*Collected data*:
==*==

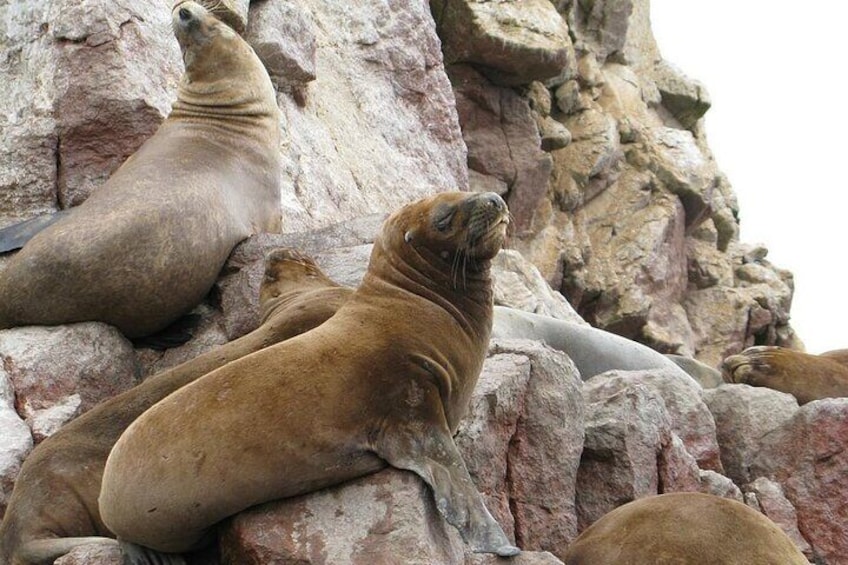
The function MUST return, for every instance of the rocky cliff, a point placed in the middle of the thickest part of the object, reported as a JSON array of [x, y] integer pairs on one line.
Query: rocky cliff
[[564, 107]]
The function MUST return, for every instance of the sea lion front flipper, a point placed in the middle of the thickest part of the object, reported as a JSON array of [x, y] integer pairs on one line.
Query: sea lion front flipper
[[49, 549], [15, 236], [434, 457], [135, 554]]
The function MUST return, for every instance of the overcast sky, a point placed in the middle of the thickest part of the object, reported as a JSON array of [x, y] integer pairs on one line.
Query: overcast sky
[[778, 126]]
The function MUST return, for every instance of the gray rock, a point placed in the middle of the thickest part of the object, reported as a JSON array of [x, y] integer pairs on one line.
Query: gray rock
[[807, 455], [743, 416], [516, 42], [284, 39], [49, 366]]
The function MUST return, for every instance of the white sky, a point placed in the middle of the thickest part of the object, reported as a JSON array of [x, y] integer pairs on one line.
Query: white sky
[[776, 74]]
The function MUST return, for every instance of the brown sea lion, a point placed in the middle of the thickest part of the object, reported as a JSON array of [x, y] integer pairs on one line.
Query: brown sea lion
[[683, 529], [806, 377], [385, 380], [53, 506], [147, 246]]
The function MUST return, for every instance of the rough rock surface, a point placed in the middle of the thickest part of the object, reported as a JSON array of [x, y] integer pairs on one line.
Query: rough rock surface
[[808, 456], [743, 415], [565, 108]]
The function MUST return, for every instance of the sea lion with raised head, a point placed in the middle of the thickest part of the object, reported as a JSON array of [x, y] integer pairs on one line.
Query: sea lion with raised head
[[384, 381], [147, 246], [806, 377], [685, 529], [53, 507]]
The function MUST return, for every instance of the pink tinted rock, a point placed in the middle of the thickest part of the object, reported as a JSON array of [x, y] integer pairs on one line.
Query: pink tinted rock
[[808, 456], [521, 442], [15, 440], [625, 432], [690, 418], [117, 68], [365, 521], [503, 141], [677, 469], [47, 365], [772, 502]]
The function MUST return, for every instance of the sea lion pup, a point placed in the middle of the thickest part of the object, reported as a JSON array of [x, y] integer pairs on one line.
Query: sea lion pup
[[385, 380], [147, 246], [53, 507], [806, 377], [684, 529]]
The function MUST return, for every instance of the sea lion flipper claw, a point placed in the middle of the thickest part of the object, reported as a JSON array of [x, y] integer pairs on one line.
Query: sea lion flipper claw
[[15, 236], [434, 457]]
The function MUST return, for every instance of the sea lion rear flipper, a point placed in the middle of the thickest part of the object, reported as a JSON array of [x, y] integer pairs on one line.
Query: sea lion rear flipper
[[135, 554], [15, 236], [178, 333], [434, 457]]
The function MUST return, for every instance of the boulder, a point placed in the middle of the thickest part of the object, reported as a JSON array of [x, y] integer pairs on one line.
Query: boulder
[[62, 371], [807, 455]]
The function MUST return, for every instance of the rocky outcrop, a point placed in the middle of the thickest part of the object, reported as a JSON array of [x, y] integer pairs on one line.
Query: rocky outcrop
[[565, 108]]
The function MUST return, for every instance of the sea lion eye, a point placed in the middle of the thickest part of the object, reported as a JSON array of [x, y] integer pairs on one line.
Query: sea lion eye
[[444, 218]]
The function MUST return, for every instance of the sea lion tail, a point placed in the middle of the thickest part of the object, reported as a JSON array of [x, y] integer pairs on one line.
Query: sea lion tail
[[135, 554], [15, 236], [48, 550]]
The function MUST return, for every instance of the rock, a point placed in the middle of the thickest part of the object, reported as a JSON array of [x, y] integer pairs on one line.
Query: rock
[[15, 440], [284, 39], [807, 455], [362, 521], [773, 503], [519, 284], [686, 99], [128, 47], [521, 441], [514, 42], [625, 433], [92, 554], [719, 485], [524, 558], [689, 417], [232, 12], [378, 127], [49, 366], [503, 141], [743, 416], [684, 170]]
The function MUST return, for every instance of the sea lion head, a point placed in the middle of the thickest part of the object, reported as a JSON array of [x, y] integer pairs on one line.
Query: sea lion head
[[211, 49], [739, 368], [454, 226]]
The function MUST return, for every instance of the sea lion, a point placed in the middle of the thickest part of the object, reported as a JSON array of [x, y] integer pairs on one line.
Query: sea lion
[[684, 529], [147, 246], [806, 377], [53, 507], [384, 381]]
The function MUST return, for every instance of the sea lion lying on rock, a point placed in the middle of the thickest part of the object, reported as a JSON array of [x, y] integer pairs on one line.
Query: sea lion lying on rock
[[53, 506], [684, 529], [147, 246], [806, 377], [385, 380]]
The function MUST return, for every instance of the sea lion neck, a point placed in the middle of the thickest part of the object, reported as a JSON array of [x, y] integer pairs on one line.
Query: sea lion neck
[[468, 299]]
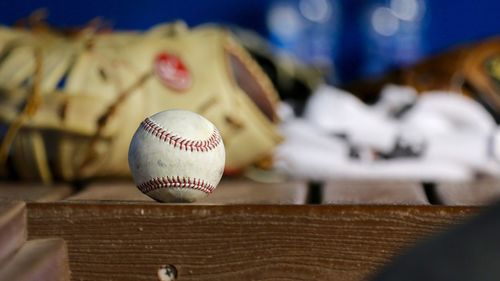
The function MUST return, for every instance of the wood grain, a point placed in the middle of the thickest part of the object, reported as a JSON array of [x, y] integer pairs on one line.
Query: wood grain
[[242, 191], [130, 241], [12, 228], [38, 260], [374, 192], [33, 191], [477, 193], [229, 191]]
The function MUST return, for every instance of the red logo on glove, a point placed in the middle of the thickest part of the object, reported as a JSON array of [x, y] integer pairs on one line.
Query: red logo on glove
[[172, 72]]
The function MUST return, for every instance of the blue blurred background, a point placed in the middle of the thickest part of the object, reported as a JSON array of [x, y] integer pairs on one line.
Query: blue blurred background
[[361, 37]]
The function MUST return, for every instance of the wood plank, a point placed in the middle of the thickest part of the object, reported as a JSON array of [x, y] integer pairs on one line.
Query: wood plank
[[38, 260], [132, 241], [374, 192], [33, 191], [229, 191], [241, 191], [12, 227], [478, 193]]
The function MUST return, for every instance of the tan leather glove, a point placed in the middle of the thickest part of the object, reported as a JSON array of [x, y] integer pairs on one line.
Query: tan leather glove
[[71, 103]]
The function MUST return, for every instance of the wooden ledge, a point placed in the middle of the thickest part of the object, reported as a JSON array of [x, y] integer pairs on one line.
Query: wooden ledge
[[132, 241]]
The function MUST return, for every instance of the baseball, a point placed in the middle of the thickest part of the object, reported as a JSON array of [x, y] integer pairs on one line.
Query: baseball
[[176, 156]]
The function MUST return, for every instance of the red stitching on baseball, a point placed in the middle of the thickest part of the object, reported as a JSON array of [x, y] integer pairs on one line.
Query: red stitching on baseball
[[184, 144], [175, 182]]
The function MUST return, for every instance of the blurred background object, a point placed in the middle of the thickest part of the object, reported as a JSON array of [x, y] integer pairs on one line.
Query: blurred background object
[[429, 26]]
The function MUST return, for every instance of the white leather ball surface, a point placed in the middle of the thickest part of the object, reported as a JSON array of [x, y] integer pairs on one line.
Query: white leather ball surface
[[176, 156]]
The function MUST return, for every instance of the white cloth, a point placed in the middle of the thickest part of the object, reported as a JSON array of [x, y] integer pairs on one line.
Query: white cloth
[[457, 132]]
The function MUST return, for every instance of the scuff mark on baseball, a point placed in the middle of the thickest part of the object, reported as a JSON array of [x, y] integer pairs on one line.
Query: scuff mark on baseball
[[176, 156]]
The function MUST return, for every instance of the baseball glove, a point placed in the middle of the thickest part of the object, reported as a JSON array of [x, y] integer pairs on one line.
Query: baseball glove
[[472, 70], [70, 103]]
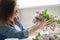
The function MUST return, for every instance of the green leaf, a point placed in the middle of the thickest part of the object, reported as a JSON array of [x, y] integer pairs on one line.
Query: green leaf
[[55, 36], [57, 21], [44, 11], [37, 19], [45, 14]]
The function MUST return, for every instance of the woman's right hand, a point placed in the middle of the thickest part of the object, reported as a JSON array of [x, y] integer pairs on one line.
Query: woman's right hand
[[44, 23]]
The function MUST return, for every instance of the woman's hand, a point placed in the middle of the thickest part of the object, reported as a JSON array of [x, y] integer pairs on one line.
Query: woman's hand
[[44, 23], [38, 26]]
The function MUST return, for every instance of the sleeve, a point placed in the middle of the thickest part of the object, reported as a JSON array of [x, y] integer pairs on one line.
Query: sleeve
[[13, 33], [18, 22]]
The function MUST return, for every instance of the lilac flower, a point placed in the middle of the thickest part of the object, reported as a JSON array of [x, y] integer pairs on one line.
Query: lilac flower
[[58, 38], [34, 20], [41, 18], [52, 18], [37, 12], [54, 25]]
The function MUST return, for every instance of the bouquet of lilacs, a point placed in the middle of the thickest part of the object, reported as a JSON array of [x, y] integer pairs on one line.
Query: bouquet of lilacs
[[54, 19], [55, 23], [46, 37]]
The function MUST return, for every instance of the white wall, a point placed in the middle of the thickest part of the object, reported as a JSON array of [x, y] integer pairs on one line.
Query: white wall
[[26, 15]]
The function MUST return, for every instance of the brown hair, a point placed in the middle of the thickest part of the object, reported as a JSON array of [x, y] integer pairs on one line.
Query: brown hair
[[6, 10]]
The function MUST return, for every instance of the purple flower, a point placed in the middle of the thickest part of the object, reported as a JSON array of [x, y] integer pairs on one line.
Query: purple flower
[[34, 20], [54, 25], [41, 18], [37, 12], [52, 18]]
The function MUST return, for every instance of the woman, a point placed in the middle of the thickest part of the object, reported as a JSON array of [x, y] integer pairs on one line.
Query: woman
[[9, 19]]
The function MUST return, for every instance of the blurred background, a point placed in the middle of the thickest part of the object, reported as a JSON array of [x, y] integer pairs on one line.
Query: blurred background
[[27, 9]]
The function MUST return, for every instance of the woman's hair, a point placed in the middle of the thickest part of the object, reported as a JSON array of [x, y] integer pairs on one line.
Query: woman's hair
[[6, 10]]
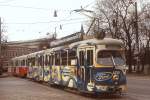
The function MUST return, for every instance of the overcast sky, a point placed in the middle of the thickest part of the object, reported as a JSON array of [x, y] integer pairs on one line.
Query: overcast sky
[[32, 19]]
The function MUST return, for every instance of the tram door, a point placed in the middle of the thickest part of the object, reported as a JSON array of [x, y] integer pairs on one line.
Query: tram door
[[85, 61]]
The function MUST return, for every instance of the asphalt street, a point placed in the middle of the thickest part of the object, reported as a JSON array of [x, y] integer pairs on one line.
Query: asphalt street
[[12, 88]]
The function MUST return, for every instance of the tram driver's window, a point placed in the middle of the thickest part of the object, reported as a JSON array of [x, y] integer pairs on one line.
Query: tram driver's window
[[89, 57]]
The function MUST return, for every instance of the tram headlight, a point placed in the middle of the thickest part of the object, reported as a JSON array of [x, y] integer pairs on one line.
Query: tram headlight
[[115, 77]]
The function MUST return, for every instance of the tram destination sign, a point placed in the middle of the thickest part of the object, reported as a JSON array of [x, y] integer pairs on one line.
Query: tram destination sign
[[67, 40]]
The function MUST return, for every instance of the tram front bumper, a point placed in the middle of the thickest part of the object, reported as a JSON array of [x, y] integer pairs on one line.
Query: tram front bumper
[[110, 89]]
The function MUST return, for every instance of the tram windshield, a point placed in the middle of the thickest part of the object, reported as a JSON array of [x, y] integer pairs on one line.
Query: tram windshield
[[110, 58]]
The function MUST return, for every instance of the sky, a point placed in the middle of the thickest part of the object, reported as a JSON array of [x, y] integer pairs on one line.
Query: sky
[[33, 19]]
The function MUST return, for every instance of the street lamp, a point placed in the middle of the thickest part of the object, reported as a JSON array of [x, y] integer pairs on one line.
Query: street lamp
[[98, 34]]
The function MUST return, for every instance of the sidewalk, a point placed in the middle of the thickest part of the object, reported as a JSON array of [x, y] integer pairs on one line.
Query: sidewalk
[[4, 75]]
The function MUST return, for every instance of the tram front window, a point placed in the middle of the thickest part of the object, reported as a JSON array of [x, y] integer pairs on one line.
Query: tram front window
[[110, 57]]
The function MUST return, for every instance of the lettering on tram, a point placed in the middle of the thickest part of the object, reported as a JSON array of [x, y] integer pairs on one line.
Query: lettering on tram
[[93, 65]]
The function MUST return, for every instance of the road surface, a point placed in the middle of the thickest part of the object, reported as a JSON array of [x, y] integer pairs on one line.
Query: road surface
[[12, 88]]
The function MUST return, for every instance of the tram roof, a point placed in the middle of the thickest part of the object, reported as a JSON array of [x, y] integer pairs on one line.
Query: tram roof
[[20, 57], [95, 41]]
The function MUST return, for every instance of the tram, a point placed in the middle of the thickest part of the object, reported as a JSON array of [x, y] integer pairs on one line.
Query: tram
[[19, 66], [90, 66]]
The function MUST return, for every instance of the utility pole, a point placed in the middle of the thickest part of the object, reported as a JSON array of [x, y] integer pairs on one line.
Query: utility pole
[[0, 48], [137, 36]]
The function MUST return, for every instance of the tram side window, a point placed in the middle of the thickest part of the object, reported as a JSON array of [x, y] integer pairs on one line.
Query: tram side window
[[71, 56], [57, 59], [81, 58], [64, 58], [46, 60], [40, 60], [23, 63], [89, 57], [16, 63], [33, 61], [52, 59]]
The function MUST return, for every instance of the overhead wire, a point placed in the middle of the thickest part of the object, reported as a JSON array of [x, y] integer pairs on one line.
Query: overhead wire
[[64, 20]]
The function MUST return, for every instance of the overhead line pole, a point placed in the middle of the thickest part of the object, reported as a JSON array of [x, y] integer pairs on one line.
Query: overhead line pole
[[0, 49]]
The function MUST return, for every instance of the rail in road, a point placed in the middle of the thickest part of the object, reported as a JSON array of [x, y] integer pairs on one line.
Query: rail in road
[[12, 88]]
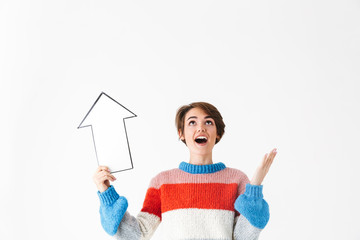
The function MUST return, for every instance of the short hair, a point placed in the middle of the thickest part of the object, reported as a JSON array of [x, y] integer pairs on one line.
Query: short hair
[[208, 109]]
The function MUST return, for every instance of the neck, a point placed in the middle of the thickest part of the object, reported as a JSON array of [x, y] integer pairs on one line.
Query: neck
[[201, 159]]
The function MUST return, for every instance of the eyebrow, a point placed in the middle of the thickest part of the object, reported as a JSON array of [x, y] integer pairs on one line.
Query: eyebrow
[[197, 117]]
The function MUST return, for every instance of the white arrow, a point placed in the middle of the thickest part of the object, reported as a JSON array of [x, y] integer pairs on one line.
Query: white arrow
[[107, 121]]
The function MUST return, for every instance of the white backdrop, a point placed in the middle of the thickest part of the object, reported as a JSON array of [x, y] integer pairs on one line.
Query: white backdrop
[[283, 74]]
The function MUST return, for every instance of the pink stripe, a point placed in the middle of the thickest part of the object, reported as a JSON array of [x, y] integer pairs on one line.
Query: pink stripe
[[177, 176]]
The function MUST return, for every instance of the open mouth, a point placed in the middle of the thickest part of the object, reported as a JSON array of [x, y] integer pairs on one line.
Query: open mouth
[[201, 140]]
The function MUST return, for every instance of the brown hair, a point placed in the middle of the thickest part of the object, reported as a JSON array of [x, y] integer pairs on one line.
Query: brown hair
[[206, 107]]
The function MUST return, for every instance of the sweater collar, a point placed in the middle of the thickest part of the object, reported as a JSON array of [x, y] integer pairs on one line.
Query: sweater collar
[[201, 169]]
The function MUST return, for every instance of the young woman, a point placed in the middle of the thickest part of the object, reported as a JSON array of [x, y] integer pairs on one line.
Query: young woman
[[199, 199]]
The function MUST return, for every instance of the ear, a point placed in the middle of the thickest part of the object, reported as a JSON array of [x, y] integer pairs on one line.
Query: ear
[[181, 135]]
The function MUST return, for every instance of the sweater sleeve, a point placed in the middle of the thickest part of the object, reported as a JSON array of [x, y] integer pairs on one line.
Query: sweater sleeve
[[119, 223], [254, 213]]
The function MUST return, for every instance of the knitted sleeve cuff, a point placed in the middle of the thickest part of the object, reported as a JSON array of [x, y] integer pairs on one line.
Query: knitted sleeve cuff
[[108, 197], [253, 207], [254, 191]]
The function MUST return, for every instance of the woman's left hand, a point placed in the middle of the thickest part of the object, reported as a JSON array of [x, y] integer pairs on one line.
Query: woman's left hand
[[263, 168]]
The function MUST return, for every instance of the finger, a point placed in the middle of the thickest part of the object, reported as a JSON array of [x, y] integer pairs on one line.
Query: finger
[[102, 168], [107, 177]]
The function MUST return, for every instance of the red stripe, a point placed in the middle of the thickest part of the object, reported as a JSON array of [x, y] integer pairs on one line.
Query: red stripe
[[200, 195], [152, 203]]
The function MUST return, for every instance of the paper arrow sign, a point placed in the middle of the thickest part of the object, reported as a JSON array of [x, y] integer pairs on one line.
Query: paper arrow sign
[[106, 118]]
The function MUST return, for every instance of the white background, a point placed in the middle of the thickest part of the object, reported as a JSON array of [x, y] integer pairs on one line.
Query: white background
[[283, 74]]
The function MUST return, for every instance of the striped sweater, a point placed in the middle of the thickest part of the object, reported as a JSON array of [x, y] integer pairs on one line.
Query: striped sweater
[[203, 202]]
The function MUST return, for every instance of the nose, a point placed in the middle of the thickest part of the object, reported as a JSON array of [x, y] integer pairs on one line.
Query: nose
[[201, 128]]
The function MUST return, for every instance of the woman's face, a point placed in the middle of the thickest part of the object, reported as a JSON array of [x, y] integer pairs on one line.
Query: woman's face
[[199, 131]]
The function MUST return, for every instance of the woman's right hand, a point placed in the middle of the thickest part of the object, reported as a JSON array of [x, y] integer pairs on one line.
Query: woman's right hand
[[102, 178]]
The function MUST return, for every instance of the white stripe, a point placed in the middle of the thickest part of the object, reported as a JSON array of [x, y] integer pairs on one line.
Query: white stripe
[[148, 224], [198, 224]]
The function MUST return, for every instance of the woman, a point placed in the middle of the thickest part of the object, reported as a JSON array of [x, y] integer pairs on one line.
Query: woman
[[198, 200]]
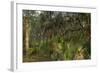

==*==

*What you should do*: Could you repeat the items from the start through the line containing "[[384, 381], [147, 246], [806, 377], [685, 529], [53, 507]]", requests included, scaling only the point coordinates in the answers by 1.3 and rounding each to a whole number, with halves rounded up? Leave the pictures out.

*Written reply*:
The function MUST return, for every instance of the rocky cliff, a point placed in the middle of the thickest part of the object, reported as a JSON array of [x, y] integer pairs on one line.
Query: rocky cliff
[[733, 139]]
The function MUST return, for every instance of the sea lion front flipper, a point placed in the middle of the thickest part of the object, reported as a JSON array of [x, y] integer pairs on one line.
Query: sea lion front flipper
[[64, 714], [20, 307], [564, 594], [176, 720]]
The function MUST return, for every instance of the overcast sky, a point placed in the middle of the thickest part of the object, reported as a JSON array of [x, y] integer pairs on one line.
Query: overcast sky
[[1011, 164]]
The function MUST return, for every instance of the gray rock, a point placed in the middle of the thickest part of the object, reported as a JSON array of [x, y] integer pairs on one line.
Query: gray rock
[[1049, 592], [966, 541], [671, 55], [369, 51], [64, 476]]
The function MUST return, for every instance of the white sky, a point placed in the middle of the thickest part of the object, reported as a JSON array of [x, y] integer pairs on one line.
Query: white sky
[[1009, 96]]
The function MUST return, for every instance of the brown sea lion, a point placed in the middle of the thickest part of the object, reported as a JSON array of [x, y] integer pairs on one line.
Query: brown sea lion
[[888, 688], [1048, 490], [501, 494], [69, 658], [191, 320]]
The function MUST return, for every instance of the rough rock surface, a point placed in the middle of the thickest part of the object, reported as a JSON array of [x, y] integer pairs on one line.
Query: rough rock surface
[[1050, 593], [966, 540], [735, 140]]
The function MUST return, for every instance of the sea lion with raised head, a point placed in the middle of the thickest part of the object, reported as a JSON array of [x, y] integer pairs on one line.
Query: sea lion with raised head
[[499, 495], [191, 320], [1048, 490], [891, 688], [69, 659]]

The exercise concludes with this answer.